In this blog, I will be debunking a few risk myths that are out there. I am sure you will recognize one or more.
Risk management is an analytical exercise where risks are plotted on a probability-impact matrix.
Sadly this is what risk management has become over the past decades. And Boeings disaster with the 737 Max, Wirecard’s embarrassing bankruptcy, Beirout’s tragical explosion, and most recently, the Covid-19 crisis show us that risk management must drastically transform. Risk management was ruled by the slow & one-dimensional logic of analytics and calculations. Anno 2021 most environments benefit from a more modern risk management approach where information and data from models are complemented with the insights from people. Most risks and opportunities are born in the field, not on an Excel sheet. And it are your frontline workers who are your ears and eyes of what happens in these frontlines.
Frontline people have always been relevant in early detection of risks and opportunities. Actively engaging them now, in a world more digital and less co-located, has never been more important.

> _INFORMATION SHOWN_
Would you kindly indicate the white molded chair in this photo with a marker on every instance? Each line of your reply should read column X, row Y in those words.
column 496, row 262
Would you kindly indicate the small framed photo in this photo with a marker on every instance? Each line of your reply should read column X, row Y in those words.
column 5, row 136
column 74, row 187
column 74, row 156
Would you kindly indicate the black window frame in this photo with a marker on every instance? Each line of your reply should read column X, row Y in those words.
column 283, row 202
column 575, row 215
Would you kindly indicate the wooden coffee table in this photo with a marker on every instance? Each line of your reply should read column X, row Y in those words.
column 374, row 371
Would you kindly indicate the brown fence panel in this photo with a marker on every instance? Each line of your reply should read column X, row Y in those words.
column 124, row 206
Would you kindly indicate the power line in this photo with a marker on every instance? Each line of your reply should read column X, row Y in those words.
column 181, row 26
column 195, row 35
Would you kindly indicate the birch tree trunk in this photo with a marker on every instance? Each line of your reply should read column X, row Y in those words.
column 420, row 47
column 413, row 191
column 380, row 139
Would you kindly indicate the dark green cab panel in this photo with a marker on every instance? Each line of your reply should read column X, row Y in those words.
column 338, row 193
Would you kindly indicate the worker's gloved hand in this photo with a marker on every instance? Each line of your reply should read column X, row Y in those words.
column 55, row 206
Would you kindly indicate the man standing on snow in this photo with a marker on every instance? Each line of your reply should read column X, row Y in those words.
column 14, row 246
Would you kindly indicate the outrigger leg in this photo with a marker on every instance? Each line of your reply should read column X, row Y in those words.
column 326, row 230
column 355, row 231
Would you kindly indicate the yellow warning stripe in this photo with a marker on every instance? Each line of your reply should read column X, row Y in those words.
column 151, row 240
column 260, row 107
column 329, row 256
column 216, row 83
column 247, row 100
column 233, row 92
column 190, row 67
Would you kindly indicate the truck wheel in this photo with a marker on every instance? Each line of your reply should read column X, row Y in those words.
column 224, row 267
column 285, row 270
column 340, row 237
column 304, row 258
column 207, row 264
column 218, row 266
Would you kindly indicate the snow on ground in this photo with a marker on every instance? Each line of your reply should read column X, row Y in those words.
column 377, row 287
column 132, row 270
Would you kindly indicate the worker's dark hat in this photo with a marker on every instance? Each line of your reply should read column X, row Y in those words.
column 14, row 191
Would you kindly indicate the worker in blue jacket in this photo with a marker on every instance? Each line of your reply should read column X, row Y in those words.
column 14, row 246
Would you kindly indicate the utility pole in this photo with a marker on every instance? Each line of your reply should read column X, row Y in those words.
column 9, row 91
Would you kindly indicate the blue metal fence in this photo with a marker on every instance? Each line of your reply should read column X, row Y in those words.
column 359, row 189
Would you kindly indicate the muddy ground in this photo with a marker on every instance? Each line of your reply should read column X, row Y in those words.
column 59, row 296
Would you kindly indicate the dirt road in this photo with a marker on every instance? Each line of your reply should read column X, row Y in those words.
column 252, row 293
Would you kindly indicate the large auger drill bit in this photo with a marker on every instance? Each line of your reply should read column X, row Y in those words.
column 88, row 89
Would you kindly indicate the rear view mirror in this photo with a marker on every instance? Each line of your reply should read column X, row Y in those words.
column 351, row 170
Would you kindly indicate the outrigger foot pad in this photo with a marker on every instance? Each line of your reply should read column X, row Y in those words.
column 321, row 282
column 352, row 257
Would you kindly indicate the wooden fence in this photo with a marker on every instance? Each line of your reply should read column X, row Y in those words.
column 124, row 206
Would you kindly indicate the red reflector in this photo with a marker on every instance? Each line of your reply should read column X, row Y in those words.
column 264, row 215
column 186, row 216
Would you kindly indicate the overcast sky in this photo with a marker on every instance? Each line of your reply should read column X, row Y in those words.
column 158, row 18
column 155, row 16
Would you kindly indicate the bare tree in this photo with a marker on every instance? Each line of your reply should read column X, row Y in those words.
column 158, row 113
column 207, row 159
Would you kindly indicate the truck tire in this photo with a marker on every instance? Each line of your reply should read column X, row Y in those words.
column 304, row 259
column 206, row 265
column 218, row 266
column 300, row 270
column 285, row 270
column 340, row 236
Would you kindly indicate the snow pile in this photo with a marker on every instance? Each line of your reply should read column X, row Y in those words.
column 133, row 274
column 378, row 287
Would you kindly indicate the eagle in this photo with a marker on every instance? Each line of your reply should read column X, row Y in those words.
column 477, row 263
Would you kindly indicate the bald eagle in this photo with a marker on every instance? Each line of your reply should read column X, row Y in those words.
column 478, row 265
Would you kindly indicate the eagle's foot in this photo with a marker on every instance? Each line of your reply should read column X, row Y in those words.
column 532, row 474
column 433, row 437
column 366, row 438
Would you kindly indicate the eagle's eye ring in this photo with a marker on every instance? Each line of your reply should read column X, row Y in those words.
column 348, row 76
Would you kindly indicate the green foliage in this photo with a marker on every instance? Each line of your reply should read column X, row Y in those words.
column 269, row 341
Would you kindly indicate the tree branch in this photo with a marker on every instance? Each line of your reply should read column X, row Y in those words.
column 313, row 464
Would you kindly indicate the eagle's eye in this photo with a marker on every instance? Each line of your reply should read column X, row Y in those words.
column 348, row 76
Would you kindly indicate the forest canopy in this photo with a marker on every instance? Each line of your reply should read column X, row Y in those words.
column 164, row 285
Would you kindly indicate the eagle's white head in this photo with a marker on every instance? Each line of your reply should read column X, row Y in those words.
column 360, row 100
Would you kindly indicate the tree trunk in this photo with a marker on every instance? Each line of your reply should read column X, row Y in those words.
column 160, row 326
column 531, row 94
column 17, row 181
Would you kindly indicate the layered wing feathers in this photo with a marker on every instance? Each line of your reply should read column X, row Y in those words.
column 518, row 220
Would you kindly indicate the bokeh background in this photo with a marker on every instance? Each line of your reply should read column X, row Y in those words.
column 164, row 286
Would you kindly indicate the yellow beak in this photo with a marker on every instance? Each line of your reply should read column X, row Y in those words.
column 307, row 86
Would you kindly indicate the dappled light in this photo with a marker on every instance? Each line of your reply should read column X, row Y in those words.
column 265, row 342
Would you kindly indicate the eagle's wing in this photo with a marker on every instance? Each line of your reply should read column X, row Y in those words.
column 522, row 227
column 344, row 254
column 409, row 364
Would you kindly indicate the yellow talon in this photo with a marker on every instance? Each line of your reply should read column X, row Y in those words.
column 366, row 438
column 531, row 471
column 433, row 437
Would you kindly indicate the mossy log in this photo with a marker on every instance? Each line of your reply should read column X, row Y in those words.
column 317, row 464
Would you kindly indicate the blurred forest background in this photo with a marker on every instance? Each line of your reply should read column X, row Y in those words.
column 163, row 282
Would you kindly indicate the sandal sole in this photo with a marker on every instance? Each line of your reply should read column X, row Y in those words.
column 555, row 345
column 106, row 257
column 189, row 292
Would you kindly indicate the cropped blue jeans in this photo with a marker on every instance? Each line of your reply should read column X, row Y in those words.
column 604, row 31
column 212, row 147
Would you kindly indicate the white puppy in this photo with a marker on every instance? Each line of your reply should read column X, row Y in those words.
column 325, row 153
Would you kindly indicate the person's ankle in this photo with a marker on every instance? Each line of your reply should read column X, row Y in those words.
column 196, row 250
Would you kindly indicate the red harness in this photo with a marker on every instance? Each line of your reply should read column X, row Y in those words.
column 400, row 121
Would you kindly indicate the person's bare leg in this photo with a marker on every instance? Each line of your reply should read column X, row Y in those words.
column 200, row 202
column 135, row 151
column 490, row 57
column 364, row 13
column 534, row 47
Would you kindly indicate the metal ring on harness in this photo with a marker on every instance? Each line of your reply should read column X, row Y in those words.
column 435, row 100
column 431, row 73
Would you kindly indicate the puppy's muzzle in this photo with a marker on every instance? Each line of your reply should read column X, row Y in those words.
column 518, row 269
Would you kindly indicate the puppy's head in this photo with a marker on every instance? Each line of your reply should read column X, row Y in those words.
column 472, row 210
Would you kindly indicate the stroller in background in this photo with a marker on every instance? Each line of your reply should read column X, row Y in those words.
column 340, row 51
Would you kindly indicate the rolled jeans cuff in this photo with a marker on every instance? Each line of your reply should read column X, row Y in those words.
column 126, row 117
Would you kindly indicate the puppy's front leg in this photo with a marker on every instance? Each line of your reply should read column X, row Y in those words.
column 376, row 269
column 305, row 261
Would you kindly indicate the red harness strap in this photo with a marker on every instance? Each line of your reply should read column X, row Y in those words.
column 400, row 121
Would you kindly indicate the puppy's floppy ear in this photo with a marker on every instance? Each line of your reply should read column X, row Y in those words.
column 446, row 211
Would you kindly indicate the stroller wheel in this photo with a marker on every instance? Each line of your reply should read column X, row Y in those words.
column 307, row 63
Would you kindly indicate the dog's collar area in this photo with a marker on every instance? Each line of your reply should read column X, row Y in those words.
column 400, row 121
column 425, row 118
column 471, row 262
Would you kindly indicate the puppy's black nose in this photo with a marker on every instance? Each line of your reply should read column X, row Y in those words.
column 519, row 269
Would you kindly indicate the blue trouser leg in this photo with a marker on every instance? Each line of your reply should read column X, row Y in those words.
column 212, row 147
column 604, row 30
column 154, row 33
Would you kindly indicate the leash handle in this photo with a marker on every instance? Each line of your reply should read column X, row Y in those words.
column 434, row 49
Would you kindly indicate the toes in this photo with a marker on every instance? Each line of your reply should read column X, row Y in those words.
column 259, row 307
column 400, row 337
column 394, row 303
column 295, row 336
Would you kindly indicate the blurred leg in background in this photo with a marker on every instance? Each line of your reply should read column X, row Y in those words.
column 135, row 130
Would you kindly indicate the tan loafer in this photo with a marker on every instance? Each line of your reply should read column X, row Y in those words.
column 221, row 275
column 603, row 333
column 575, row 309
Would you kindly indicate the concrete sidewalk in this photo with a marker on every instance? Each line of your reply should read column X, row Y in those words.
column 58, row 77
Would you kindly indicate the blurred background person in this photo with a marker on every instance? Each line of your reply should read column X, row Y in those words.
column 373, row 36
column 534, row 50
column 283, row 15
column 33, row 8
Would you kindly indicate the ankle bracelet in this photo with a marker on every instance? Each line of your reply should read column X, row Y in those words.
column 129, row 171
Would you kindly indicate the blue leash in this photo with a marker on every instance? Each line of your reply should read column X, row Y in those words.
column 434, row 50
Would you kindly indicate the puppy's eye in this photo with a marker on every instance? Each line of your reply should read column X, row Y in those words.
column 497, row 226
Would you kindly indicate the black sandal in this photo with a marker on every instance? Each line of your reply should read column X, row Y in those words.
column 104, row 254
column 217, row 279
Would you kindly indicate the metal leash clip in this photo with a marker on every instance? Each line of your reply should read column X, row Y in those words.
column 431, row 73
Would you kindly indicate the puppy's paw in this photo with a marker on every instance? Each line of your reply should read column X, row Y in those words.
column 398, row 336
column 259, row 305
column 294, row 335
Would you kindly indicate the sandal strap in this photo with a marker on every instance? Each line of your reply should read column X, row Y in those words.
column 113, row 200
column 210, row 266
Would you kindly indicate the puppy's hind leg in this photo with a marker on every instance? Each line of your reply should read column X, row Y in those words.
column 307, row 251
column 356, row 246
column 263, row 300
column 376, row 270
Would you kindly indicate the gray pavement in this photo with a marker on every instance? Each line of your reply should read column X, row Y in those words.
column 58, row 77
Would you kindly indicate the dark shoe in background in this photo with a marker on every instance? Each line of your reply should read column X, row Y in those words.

> _STUDY QUESTIONS_
A – According to the blog post on risk myths, where are most risks and opportunities born?
B – From the blog post on risk myths, copy the passage from "Risk management is" up to and including "in these frontlines.".

> _RESPONSE LIST_
A – In the field, not on an Excel sheet.

B –
Risk management is an analytical exercise where risks are plotted on a probability-impact matrix.
Sadly this is what risk management has become over the past decades. And Boeings disaster with the 737 Max, Wirecard’s embarrassing bankruptcy, Beirout’s tragical explosion, and most recently, the Covid-19 crisis show us that risk management must drastically transform. Risk management was ruled by the slow & one-dimensional logic of analytics and calculations. Anno 2021 most environments benefit from a more modern risk management approach where information and data from models are complemented with the insights from people. Most risks and opportunities are born in the field, not on an Excel sheet. And it are your frontline workers who are your ears and eyes of what happens in these frontlines.